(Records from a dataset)
** Begin **

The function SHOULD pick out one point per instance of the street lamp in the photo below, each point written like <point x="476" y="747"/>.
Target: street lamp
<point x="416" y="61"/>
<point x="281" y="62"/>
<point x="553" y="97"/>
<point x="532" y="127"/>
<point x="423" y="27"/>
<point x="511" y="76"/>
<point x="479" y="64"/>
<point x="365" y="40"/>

** End **
** Begin **

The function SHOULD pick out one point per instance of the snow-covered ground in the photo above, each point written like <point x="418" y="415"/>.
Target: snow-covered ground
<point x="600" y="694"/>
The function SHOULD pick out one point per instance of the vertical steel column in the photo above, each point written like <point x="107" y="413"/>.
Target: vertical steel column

** End **

▸ Task prompt: Print the lines from the one containing "of the vertical" through the one containing "Target: vertical steel column", both included, exactly as they appear.

▸ Result for this task:
The function SHOULD pick out one point per instance of the vertical steel column in the photo above, each point written like <point x="107" y="413"/>.
Target: vertical steel column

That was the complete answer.